- EXCERPT PROVIDED -
===============
Generally, drug discovery attempts have targeted chronic virulence factors. A notable exception to this is the Pseudomonal siderophore pyoverdine. Unlike many acute virulence determinants, pyoverdine plays a diverse and multifactorial role in pathogenesis, including iron acquisition (necessary for production of other virulence factors, including biofilm, and for bacterial growth) and is a transcriptional regulator of several other virulence factors and toxins (Ochsner et al., 1996; Wilderman et al., 2001; Lamont et al., 2002). In addition, it is directly cytotoxic (Kang et al., 2018). Previously, preventing pyoverdine biosynthesis has been shown to attenuate virulence in a variety of hosts, including invertebrates and mice (Meyer et al., 1996; Takase et al., 2000; Minandri et al., 2016). Here, Imperi et al. examined the limitations of this approach by selecting for P. aeruginosa mutants resistant to one class of these inhibitors, fluoropyrimidines (Imperi et al., 2013; Kirienko et al., 2016). To circumvent this form of resistance, Kirienko et al. identified small molecules that directly inhibit pyoverdine function, rather than its production. Interestingly, these molecules are also effective against multidrug-resistant isolates of P. aeruginosa collected from patients with cystic fibrosis (Kang et al., 2019).
Frequently the strongest effects for anti-virulence molecule are in combination with other treatments. For example, Tharmalingam et al. demonstrated that 4-(1,3-dimethyl-2,3-dihydro-1H-S-benzimidazol-2-yl)phenol (BIP) inhibited several virulence factors of methicillin-resistant Staphylococcus aureus (MRSA). BIP treatment decreased MRSA virulence and sensitized bacteria to macrophage-dependent killing. Marini et al. showed that Cannabis sativa extracts reduced motility and biofilm formation in the food-borne pathogen Listeria monocytogenes. Martínez et al. reviewed a number of promising anti-virulence strategies, including disassembly of functional microdomains in bacterial membranes and toxin neutralization.
===============
- EXTRACTED RECORDS -
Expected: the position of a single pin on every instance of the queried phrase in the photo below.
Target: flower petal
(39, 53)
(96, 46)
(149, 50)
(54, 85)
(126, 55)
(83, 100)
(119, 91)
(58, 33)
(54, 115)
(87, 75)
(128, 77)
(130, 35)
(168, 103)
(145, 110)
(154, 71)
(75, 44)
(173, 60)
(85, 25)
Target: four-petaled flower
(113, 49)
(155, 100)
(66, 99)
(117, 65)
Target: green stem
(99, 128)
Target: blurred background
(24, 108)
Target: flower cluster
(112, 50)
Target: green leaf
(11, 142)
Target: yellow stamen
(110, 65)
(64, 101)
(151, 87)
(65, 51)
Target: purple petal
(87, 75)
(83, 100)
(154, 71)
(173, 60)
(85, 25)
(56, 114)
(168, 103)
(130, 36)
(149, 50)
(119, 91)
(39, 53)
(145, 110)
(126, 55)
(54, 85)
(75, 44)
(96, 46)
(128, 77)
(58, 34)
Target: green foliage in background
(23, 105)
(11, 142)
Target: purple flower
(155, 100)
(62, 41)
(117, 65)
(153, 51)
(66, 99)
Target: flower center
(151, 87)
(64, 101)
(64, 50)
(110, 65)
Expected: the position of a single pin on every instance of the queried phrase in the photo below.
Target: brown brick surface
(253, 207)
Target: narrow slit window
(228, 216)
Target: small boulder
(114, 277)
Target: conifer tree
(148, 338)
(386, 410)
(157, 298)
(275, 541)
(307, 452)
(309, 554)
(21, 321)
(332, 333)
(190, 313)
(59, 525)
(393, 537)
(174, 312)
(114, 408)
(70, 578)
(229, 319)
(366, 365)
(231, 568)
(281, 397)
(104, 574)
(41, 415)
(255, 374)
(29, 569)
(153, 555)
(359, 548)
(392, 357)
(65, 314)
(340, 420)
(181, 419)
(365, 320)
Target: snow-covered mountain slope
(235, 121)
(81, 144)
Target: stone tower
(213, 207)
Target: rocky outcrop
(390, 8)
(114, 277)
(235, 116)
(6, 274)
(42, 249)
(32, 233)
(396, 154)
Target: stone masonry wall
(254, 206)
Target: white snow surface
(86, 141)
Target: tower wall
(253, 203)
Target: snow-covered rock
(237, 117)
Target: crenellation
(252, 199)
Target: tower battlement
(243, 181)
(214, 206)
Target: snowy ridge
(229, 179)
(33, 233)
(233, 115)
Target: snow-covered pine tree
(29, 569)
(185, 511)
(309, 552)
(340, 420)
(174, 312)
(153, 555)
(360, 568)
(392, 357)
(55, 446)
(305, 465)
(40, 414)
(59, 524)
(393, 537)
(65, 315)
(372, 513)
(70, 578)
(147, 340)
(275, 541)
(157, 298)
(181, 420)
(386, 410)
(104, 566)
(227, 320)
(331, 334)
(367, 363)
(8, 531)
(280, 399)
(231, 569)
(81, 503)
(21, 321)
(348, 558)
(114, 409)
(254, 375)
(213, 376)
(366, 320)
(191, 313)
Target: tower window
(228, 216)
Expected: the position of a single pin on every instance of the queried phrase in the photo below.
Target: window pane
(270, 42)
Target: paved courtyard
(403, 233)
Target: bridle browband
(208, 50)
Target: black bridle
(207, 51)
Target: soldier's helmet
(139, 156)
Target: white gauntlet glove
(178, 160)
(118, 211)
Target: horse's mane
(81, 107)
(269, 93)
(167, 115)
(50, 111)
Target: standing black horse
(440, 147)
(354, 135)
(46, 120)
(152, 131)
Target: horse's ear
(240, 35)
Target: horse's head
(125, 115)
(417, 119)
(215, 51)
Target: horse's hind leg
===============
- BRIEF A -
Can you echo the passage on anti-virulence drugs, starting at "Frequently the strongest" and ending at "and toxin neutralization.", word for word?
- BRIEF B -
Would you proceed with the passage on anti-virulence drugs, picking up right after its final sentence?
The listing has nothing to do with the passage on anti-virulence drugs.

- EXPECTED OUTPUT A -
Frequently the strongest effects for anti-virulence molecule are in combination with other treatments. For example, Tharmalingam et al. demonstrated that 4-(1,3-dimethyl-2,3-dihydro-1H-S-benzimidazol-2-yl)phenol (BIP) inhibited several virulence factors of methicillin-resistant Staphylococcus aureus (MRSA). BIP treatment decreased MRSA virulence and sensitized bacteria to macrophage-dependent killing. Marini et al. showed that Cannabis sativa extracts reduced motility and biofilm formation in the food-borne pathogen Listeria monocytogenes. Martínez et al. reviewed a number of promising anti-virulence strategies, including disassembly of functional microdomains in bacterial membranes and toxin neutralization.

- EXPECTED OUTPUT B -
Alternative Approaches: Drug Repurposing, Combination Therapies, and Non-Conventional Bactericides
Regulatory hurdles are another stumbling block in drug discovery. Researchers have begun to propose and implement innovative strategies to practically reduce time and costs for the drug development processes. Repositioning or repurposing already approved drugs is an approach that has recently gained momentum, with the hypothesis being that the compounds may have new modes of action for which the resistance has yet to develop. Similarly, combining two or more compounds with different or synergistic mechanisms is another alternative approach to improve the efficacy of the currently available antibiotic regimens and may increase the success rate of drug repositioning as well.
In this collection, Miró-Canturri et al. reviewed the current state of knowledge regarding drug repurposing strategies for the treatment of bacterial and fungal infections. They focus on several successfully repurposed drugs, including former antihelminthic, anticancer, anti-inflammatory, immunomodulatory, and even psychopharmaceutical compounds. They have summarized their mechanisms and the status of on-going clinical trials for repurposed drugs like meloxicam, a widely available non-steroid anti-inflammatory drug. A different strategy, called drug redirecting, has been proposed by Jang et al. This strategy involves modifying a previously established chemical moiety to change its selectivity. Their example used an apoptotic inhibitor, YM155, that generates reactive-oxygen species upon entry into the target cells. By changing the substituents at the N3 position, they have optimized the antibacterial efficacy, possibly by selectively targeting the drug to Gram-positive bacterial cells, including MRSA.
Drug combination can improve treatment efficacy and reduce drug dosages to minimize side effects, as exemplified in the combination of β-lactams (e.g., clavulanic acid and amoxicillin or ticarcillin; Salerno and Cazzaniga, 2010). In this Research Topic, Na et al. investigated the inhibitory activity of a cellular metabolite, NADPH on the class C β-lactamases such as AmpC BER. Based on their previous study (Na et al., 2017), they presented a molecular docking model indicating that this dinucleotide could bind AmpC BER. Combination of NADPH with ceftazidime successfully restored sensitivity to ceftazidime-resistant bacteria in an experimental murine infection. Strengths of this approach include that it may not require new chemical discovery and may be combined with repurposing or repositioning efforts as well.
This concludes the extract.